_TEXT BLOCK:_
Begin

In London, the FTSE 100 was driven lower by a strengthening pound sterling which was weighing on the export-dependent island.
The FTSE is developing an upsloping H&S pattern, whose dynamics are misplaced optimism (in the actual event of a downside breakout), pushing the right shoulder highs. Notice the diminishing volume upon the right shoulder of the head, and then the rising volume at the head’s fall—in the opposite direction to the underlying uptrend. If that continues, we can expect the same spikes in volume upon a breakdown. The Rate of Change demonstrates negative divergence in momentum, as well.
The pound hit a three-year high on the view that the Bank of England would refrain from pulling out the negative rate weapon on improving wages which may drive inflation higher.
Having completed a H&S double since 2018, sterling is headed to potentially complete an even larger double bottom since mid-2016.
As is often the case, much of the market moves in herd mentality, and different herds can have a different mentality, even, it seems, in a global market.
The recent selloff in bonds is considered positive for US equities, and was even declared so by the Fed boss himself. The Chairman of the Federal Reserve, Jerome Powell said yesterday that rising yields showed optimism.

End

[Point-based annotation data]
Begin

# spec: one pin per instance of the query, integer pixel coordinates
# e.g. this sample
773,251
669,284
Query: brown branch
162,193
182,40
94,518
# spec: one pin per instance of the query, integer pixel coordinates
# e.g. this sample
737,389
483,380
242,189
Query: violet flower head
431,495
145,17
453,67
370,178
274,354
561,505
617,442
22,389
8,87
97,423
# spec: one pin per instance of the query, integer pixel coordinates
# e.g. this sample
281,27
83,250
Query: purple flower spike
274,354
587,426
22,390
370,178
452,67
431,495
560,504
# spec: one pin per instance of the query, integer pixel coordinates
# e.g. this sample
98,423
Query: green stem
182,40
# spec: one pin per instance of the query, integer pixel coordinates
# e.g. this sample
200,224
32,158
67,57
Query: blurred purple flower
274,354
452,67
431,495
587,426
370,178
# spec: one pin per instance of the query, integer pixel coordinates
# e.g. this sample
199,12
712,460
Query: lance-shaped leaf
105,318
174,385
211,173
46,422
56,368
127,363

End
Begin

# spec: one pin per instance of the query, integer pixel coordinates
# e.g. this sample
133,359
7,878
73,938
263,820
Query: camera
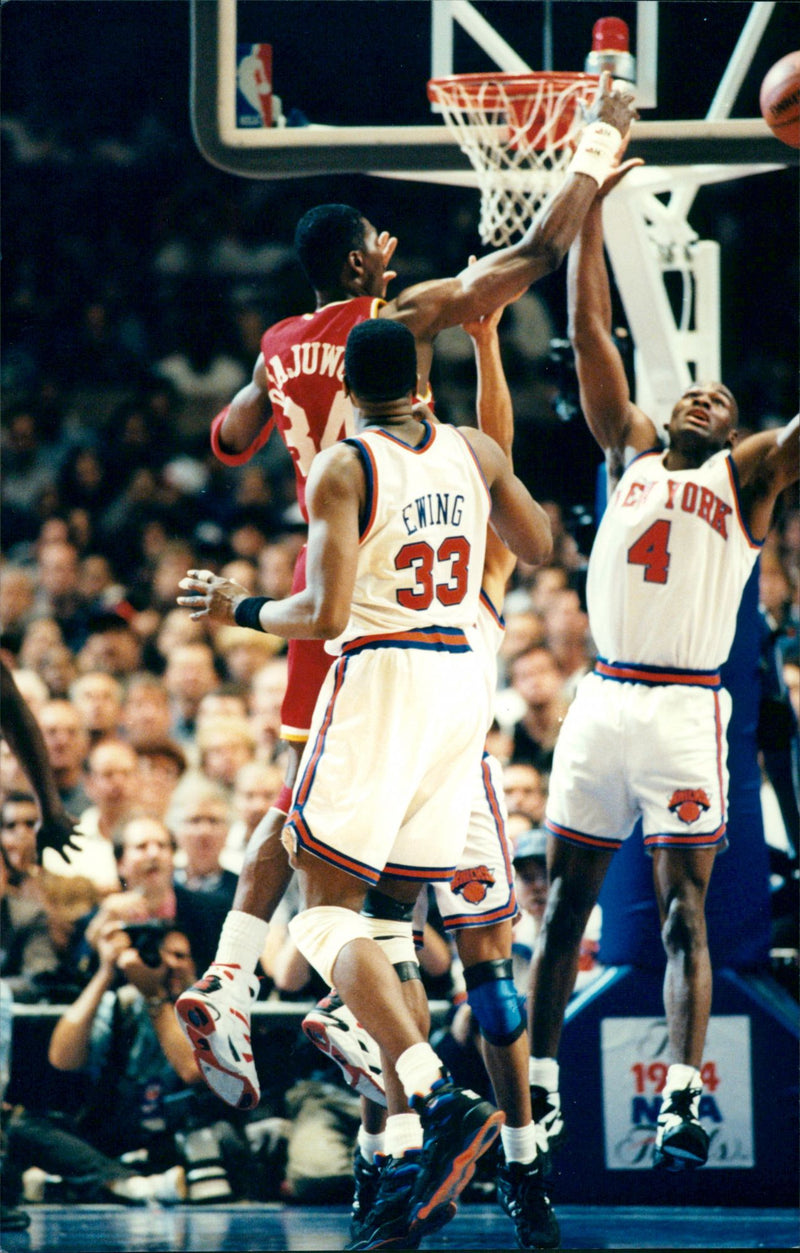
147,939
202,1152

End

_SET OF TASKS:_
A - Condense the paragraph of the market commentary that begins "The pound hit a three-year high" into a short bulleted list of its main facts.
B - Carry on the market commentary, picking up after its final sentence about Jerome Powell.

_EXERCISE ANSWERS:_
A -
- The pound reached a three-year high.
- This was driven by the view that the Bank of England would refrain from using negative rates.
- That view rested on improving wages, which may drive inflation higher.

B -
In Asia the same rising Treasury yields put the high valuations of growth stocks under pressure. Japan’s Topix index fell 1.8%, brought down by technology shares. Trading in Hong Kong it was particularly rough, as tech, energy and consumer cyclicals fell hard after reports of higher taxes on trading revenue surfaced.
In US trading on Tuesday, the S&P 500 Index bounced back from a 1.8% sharp selloff on Monday after Powell's testimony to Congress calmed investors' concerns about the impact of inflation on growth, prompting a buying dip.
The NASDAQ, which primarily lists tech stocks, has been suffering the most recently. Rising yields are driving investor worries that tech share valuations might no longer be sustainable. However, after Powell reassured markets that the Fed was not considering pulling its support, most of a 3.5% plunge was erased.
Yields on the 10-year Treasury note recovered most of this loss.
The rebound suggests that yields are continuing on their ever steepening ascent, which is what shook investors out of their auto-pilot buying stupor.
Gold fell, even though the dollar weakened. The drop in the yellow metal supports the argument that after last year’s rally to new highs, investors have turned their attention to platinum as the new store of value.
The metal rose amid a continuation pattern, suggesting it will break out of its current rising channel to begin a steeper incline.
Bitcoin also rebounded back above $50,000.
The cryptocurrency recovered after reaching the bottom of a rising channel since its January low.
Oil rebounded from a selloff to a slight gain. WTI may be headed for a correction as markets believe an economic recovery is imminent, despite weak demand for oil products currently.